Exercise. Please quote the listing below word for word, leaving out the pictures.

Raw data.
* * *

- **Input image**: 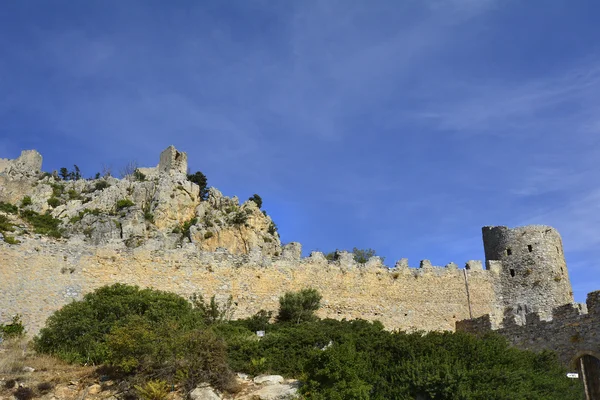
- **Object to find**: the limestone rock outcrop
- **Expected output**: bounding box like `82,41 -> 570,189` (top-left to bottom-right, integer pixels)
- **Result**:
0,146 -> 281,256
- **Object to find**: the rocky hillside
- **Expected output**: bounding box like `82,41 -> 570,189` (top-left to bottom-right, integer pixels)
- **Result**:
0,146 -> 281,256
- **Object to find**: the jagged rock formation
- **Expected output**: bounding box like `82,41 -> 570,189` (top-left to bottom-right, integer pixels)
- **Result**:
0,146 -> 595,378
0,146 -> 281,256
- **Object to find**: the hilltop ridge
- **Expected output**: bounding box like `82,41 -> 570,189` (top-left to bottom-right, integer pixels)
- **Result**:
0,146 -> 282,256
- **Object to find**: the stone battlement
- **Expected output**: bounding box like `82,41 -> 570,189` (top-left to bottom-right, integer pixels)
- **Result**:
456,291 -> 600,367
0,146 -> 576,333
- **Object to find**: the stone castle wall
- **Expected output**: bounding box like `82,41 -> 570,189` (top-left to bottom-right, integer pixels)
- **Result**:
456,291 -> 600,368
0,146 -> 573,340
0,238 -> 498,334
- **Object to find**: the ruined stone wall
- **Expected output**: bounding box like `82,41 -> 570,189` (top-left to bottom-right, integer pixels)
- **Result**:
456,291 -> 600,368
0,238 -> 498,333
483,225 -> 574,319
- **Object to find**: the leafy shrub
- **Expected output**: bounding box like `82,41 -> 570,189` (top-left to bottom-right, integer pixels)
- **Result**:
135,379 -> 169,400
67,189 -> 81,200
181,217 -> 198,240
0,215 -> 15,232
267,221 -> 277,236
188,171 -> 208,200
4,235 -> 21,244
13,386 -> 35,400
21,210 -> 62,238
94,180 -> 110,191
248,193 -> 262,208
229,210 -> 248,225
144,211 -> 154,224
34,284 -> 201,364
352,247 -> 384,264
37,382 -> 54,394
325,250 -> 339,261
107,317 -> 235,390
69,208 -> 102,224
0,314 -> 25,339
116,199 -> 135,211
133,169 -> 146,182
243,310 -> 273,332
0,202 -> 18,214
50,183 -> 65,197
190,294 -> 238,325
48,197 -> 60,208
277,289 -> 322,324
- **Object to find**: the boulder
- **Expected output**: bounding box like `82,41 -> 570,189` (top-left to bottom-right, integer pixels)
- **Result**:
246,381 -> 299,400
254,375 -> 284,386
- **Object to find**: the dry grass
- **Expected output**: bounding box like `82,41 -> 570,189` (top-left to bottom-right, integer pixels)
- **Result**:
0,338 -> 95,384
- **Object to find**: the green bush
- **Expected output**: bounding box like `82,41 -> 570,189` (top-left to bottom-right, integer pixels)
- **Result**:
116,199 -> 135,211
94,180 -> 110,191
69,208 -> 102,224
144,211 -> 154,224
0,202 -> 19,214
135,379 -> 170,400
67,189 -> 81,200
133,169 -> 146,182
0,215 -> 15,232
277,289 -> 322,324
352,247 -> 384,264
35,284 -> 201,364
4,235 -> 21,244
188,171 -> 208,200
13,386 -> 35,400
181,218 -> 198,240
21,210 -> 62,238
248,193 -> 262,208
50,183 -> 65,197
0,314 -> 25,339
267,221 -> 277,236
229,210 -> 248,225
48,197 -> 60,208
34,284 -> 235,390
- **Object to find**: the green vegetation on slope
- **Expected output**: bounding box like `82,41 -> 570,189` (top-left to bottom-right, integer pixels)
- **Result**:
35,284 -> 582,400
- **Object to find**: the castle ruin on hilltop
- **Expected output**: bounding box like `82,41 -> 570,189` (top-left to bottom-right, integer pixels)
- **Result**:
0,146 -> 599,382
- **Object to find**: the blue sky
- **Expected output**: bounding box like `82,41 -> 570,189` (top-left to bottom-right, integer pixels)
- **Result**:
0,0 -> 600,301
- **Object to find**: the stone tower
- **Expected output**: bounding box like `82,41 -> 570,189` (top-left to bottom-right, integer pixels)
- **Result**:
483,225 -> 574,321
158,145 -> 187,174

* * *

Expected output.
- **Input image**: 
- **Object to find**: the limestone rock outcrop
- **Expected output**: bounding box like `82,41 -> 570,189` (top-left to bottom-right, integer pixels)
- **Result**:
0,146 -> 281,256
- **Object to find**: the rocky hillside
- **Expected output**: bounding box like `82,41 -> 570,189` (top-left to bottom-right, integer pixels)
- **Result**:
0,146 -> 281,256
- **Object to find**: the jagged rock formation
- **Expected output**: bounding box like `82,41 -> 570,189` (top-left to bottom-right, integer pixels)
- **Result**:
0,146 -> 595,378
0,146 -> 281,256
- **Object to find**: the hilltop ridge
- **Expected output**: bounding box like `82,41 -> 570,189` (top-left to bottom-right, integer pixels)
- **Result**:
0,146 -> 282,256
- **Object to find**: the stone battlement
- **Expected output**: bounding box like `82,41 -> 570,189` (top-left to bottom-right, integer pixels)
- **Result**:
456,291 -> 600,367
0,146 -> 576,333
- **Object to find**: the stone castle wall
- **Expected output**: bounding box like `82,41 -> 570,189` (top-left to bottom-right, integer pixels)
- **Result**:
456,291 -> 600,368
0,146 -> 573,340
0,238 -> 498,334
- **Object to find**: the ruined stone wall
- **Expected output**: bounding box like `82,41 -> 570,189` (top-left to bottom-right, integer pixels)
- **Result**:
456,291 -> 600,368
0,238 -> 498,333
483,225 -> 574,319
- **Object to find**: the leafy shrub
- **Expected output**: bounding box like `82,41 -> 570,189` (top-left to bottom-right, integer pixels)
- **Result**:
135,379 -> 169,400
67,189 -> 81,200
181,217 -> 198,240
0,215 -> 15,232
267,221 -> 277,236
188,171 -> 208,200
4,235 -> 21,244
13,386 -> 35,400
21,210 -> 62,238
94,180 -> 110,191
248,193 -> 262,208
229,210 -> 248,225
144,211 -> 154,224
34,284 -> 201,364
352,247 -> 384,264
37,382 -> 54,394
325,250 -> 339,261
107,317 -> 235,390
69,208 -> 102,224
0,314 -> 25,339
116,199 -> 135,211
133,169 -> 146,182
243,310 -> 273,332
0,202 -> 18,214
50,183 -> 65,197
190,294 -> 238,325
48,197 -> 60,208
277,289 -> 322,324
- **Object to find**: the boulder
- **Expected output**: bounding box like `82,41 -> 570,189` (top-left to bottom-right, integer pixels)
- **Result**:
246,381 -> 299,400
254,375 -> 284,386
- **Object to find**: the dry grass
- **Expected output**: bounding box like `82,41 -> 570,189` (top-left to bottom-right, integer pixels)
- **Result**:
0,338 -> 95,384
- **Object to find**: the green bush
- **Expected output**: bounding box like `82,41 -> 570,189` (top-left to bottom-right, integer pixels)
- **Result**:
116,199 -> 135,211
94,180 -> 110,191
69,208 -> 102,224
144,211 -> 154,224
0,202 -> 19,214
135,379 -> 170,400
67,189 -> 81,200
133,169 -> 146,182
0,215 -> 15,232
277,289 -> 322,324
352,247 -> 384,264
35,284 -> 201,364
4,235 -> 21,244
188,171 -> 208,200
13,386 -> 35,400
181,218 -> 198,240
21,210 -> 62,238
248,193 -> 262,208
50,183 -> 65,197
0,314 -> 25,339
267,221 -> 277,236
229,210 -> 248,225
48,197 -> 60,208
34,284 -> 235,390
- **Object to find**: the green vegetation on slope
- **Expected output**: bounding box like `82,41 -> 570,189` (top-left to bottom-right, integer pixels)
- **Result**:
35,284 -> 582,400
- **Object to find**: the castle ruin on hilltop
- **Expected output**: bounding box like `82,41 -> 570,189` (top-left to bottom-right, integer pixels)
- **Result**:
0,146 -> 599,382
- **Object to find**: the blue sky
- **Expected output**: bounding box like `82,41 -> 570,189` (top-left to bottom-right, integer pixels)
- **Result**:
0,0 -> 600,301
- **Object to find**: the stone tower
- **Expected output**: bounding box like `82,41 -> 570,189` (top-left to bottom-right, integer pixels)
- **Result**:
483,225 -> 574,321
158,145 -> 187,174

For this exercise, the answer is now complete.